----- Data to process -----

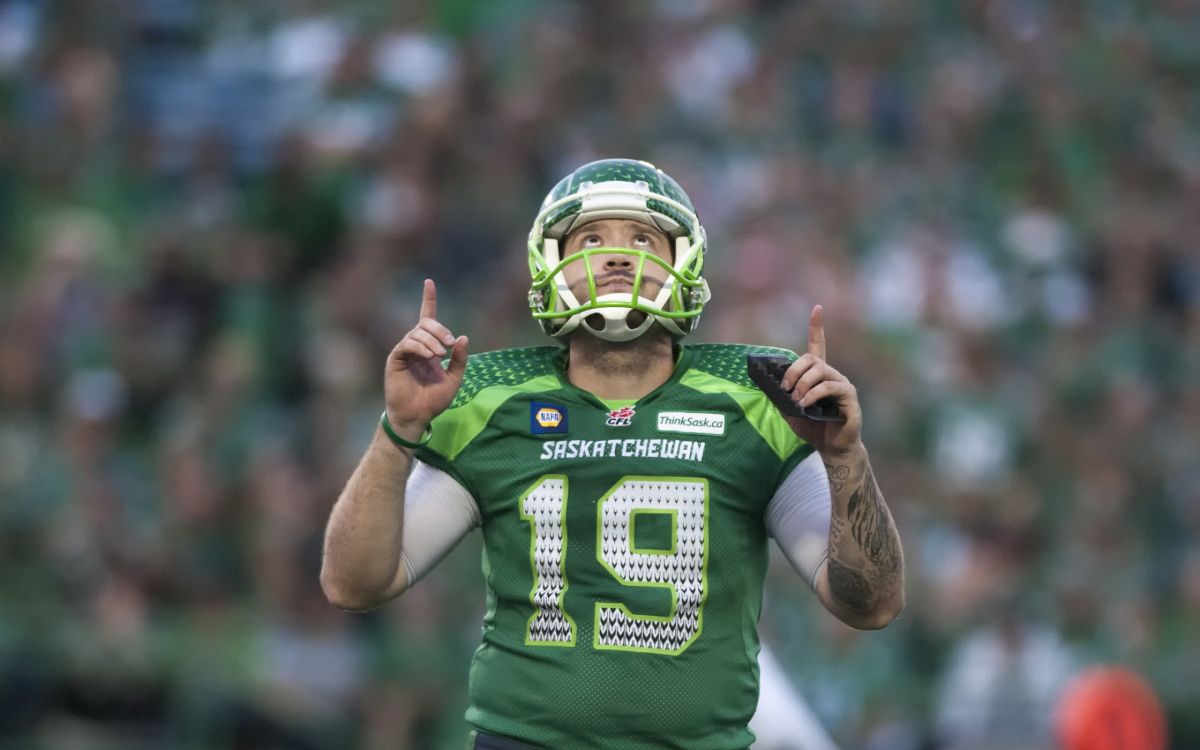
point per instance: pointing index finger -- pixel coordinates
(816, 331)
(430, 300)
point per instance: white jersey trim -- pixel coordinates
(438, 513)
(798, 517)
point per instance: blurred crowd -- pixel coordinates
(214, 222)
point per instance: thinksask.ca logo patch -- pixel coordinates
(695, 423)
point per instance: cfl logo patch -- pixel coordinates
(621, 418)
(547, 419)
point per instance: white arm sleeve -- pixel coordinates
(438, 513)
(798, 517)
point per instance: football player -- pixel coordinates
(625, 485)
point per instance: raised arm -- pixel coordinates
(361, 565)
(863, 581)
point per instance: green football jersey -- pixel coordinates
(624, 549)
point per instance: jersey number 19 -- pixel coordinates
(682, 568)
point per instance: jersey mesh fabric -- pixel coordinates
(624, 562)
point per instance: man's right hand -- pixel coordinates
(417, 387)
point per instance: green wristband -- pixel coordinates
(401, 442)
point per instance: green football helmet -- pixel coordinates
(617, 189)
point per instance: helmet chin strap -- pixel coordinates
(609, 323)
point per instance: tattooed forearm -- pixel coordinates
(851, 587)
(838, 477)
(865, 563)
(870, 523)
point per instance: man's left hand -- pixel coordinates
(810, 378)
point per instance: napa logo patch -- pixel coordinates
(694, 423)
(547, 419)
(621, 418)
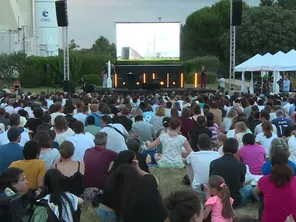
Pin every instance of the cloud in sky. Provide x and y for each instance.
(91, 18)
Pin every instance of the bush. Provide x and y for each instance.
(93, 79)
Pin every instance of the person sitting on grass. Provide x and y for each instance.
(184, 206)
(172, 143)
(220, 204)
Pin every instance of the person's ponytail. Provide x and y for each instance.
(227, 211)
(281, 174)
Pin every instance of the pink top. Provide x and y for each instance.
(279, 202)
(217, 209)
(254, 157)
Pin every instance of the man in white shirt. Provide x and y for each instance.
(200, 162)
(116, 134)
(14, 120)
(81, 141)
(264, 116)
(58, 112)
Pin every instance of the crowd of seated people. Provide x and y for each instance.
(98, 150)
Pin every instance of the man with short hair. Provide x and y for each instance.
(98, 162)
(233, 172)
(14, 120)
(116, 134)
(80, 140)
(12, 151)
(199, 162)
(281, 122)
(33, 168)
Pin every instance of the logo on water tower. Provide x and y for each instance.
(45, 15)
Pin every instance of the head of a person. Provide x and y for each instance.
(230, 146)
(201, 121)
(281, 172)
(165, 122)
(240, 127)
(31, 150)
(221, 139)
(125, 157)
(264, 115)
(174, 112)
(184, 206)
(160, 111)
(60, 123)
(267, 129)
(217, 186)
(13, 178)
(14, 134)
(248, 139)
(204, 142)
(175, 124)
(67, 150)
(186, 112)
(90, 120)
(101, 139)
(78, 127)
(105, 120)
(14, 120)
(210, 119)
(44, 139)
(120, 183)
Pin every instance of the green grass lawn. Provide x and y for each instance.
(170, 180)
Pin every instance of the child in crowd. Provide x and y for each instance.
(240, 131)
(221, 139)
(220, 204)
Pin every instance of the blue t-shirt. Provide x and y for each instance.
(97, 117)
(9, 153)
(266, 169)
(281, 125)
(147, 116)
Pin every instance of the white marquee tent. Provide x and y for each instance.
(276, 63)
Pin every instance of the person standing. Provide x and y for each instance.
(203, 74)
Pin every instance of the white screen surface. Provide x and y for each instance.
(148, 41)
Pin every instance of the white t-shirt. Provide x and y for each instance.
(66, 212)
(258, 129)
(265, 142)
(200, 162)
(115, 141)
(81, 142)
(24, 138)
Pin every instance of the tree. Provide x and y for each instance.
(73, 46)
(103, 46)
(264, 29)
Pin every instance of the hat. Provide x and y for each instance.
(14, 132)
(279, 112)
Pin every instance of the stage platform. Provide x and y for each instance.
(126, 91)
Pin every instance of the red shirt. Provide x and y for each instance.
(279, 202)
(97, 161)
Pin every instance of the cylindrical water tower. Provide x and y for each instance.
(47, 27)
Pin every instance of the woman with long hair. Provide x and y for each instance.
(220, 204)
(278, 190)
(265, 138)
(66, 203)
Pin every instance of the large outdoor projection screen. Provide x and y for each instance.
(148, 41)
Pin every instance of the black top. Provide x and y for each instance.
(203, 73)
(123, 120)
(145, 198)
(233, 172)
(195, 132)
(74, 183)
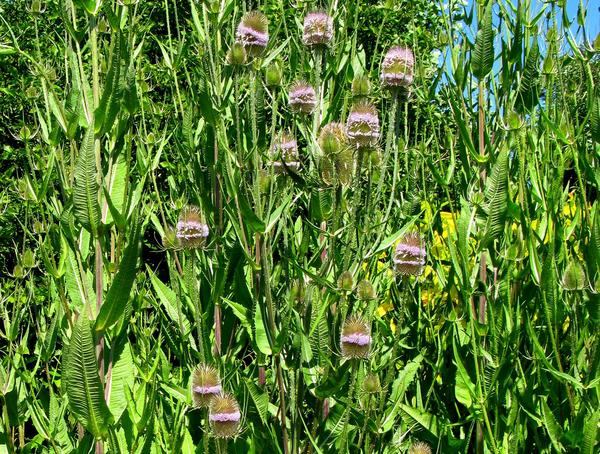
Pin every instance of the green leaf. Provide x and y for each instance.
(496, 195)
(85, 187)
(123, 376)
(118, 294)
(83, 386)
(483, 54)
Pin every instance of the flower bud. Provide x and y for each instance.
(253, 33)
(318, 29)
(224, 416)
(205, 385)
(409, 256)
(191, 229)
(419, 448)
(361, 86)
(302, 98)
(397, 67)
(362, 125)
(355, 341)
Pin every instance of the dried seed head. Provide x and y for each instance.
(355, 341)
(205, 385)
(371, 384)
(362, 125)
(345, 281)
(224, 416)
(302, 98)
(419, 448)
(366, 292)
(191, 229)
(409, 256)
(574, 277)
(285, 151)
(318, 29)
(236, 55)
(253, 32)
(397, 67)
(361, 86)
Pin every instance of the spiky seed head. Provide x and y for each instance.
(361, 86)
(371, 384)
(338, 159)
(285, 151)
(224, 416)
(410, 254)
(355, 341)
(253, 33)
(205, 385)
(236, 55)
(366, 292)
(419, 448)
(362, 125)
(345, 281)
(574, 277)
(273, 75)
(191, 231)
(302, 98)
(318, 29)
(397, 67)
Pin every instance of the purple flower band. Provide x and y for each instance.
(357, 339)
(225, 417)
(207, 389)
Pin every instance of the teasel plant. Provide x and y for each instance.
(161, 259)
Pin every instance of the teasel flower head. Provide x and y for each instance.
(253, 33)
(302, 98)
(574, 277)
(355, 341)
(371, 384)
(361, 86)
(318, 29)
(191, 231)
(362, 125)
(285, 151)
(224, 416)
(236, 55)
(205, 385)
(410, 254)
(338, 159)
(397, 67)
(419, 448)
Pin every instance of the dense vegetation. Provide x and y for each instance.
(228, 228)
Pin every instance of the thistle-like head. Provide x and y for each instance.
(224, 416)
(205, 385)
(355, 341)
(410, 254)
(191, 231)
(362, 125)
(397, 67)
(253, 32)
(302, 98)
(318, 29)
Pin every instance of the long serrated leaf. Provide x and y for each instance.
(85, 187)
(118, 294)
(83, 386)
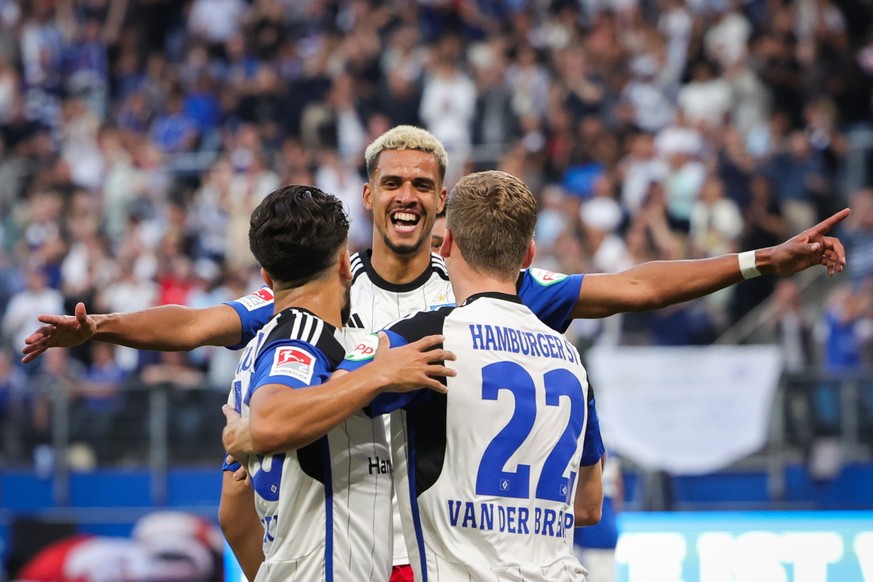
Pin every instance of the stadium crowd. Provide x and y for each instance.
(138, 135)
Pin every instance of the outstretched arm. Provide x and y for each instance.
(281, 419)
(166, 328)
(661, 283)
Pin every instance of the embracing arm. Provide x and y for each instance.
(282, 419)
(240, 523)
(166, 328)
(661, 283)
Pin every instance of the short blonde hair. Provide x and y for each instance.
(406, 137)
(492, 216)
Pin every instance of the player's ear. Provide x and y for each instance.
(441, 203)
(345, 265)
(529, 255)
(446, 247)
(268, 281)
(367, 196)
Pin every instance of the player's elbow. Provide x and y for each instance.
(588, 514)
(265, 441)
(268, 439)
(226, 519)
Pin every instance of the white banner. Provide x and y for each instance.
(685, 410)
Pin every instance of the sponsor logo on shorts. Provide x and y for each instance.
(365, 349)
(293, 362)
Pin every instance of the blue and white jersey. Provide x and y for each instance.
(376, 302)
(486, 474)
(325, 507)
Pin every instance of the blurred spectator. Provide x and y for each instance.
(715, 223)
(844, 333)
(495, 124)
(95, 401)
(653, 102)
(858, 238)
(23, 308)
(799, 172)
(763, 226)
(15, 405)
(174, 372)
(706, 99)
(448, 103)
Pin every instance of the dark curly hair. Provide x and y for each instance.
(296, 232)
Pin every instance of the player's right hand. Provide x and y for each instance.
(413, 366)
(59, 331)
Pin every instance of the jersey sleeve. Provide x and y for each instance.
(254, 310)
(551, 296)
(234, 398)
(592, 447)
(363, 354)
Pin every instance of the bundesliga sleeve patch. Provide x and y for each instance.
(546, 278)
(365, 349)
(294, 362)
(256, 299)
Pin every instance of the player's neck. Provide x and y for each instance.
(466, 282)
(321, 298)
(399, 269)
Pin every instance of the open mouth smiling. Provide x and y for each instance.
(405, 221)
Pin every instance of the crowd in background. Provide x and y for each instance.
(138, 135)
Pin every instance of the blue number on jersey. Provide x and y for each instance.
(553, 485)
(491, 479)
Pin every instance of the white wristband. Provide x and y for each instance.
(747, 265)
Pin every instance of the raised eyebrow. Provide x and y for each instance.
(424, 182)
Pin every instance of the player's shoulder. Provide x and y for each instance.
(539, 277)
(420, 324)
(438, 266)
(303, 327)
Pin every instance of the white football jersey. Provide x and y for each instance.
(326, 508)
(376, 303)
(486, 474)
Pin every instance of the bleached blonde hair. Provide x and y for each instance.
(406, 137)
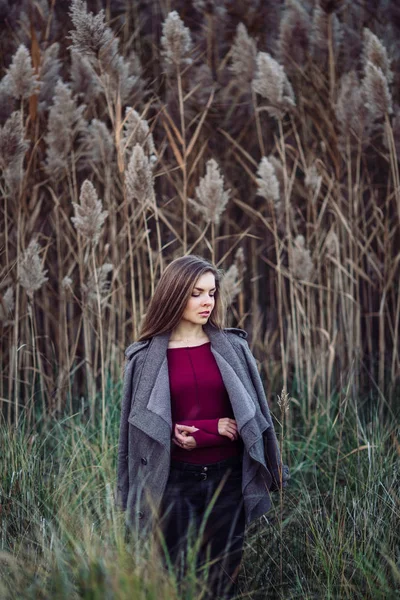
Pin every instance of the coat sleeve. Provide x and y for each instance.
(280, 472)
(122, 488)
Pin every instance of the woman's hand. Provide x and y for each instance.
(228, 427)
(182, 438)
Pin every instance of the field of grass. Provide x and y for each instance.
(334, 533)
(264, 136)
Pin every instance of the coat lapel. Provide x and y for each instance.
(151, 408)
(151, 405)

-----

Problem details
Put the rows starting at the line containing "Pin every instance of the bundesliga" and ending with the last row into a numbered list, dropping blank lines and leaving out the picture markers.

Answer to the task
1. Pin every instance of the bundesliga sleeve patch. Provide x and y for each instance.
2. (546, 278)
3. (365, 349)
4. (294, 362)
5. (256, 299)
6. Pin every instance of the player's neck. Provide x and y for each instance.
7. (466, 282)
8. (321, 298)
9. (399, 269)
10. Pin every instance of the open mouth smiling. Provide x and y for each instance.
11. (405, 221)
12. Pin every instance of the crowd in background. Provide x and y for each instance.
13. (138, 135)
14. Pin every instance of the blue number on jersey. Provide x and y for each instance.
15. (553, 485)
16. (491, 479)
17. Pin every instance of the white wristband. Provide x and y for each instance.
18. (747, 265)
19. Pin every instance of the raised eyebrow. Provide x and y for each instance.
20. (424, 182)
21. Pin every instance of the player's shoulder. Provide x and y for each instance.
22. (539, 277)
23. (420, 324)
24. (438, 266)
25. (303, 327)
26. Pin every instance of the white football jersey. Provide x and y for each instance.
27. (326, 508)
28. (376, 303)
29. (486, 474)
30. Pin every instance of the bleached blonde hair. Provide x and y for each instance.
31. (406, 137)
32. Pin every instance of the coat sleeve. Provide x and y for each instance.
33. (280, 472)
34. (122, 488)
35. Pin every instance of the woman's hand. Provide x and y for each instance.
36. (228, 427)
37. (182, 438)
38. Pin every instance of the field of grass. Provide x and y for each instance.
39. (334, 533)
40. (264, 136)
41. Pin every instance of the coat lapel. Provide x and y for each instance.
42. (151, 408)
43. (151, 405)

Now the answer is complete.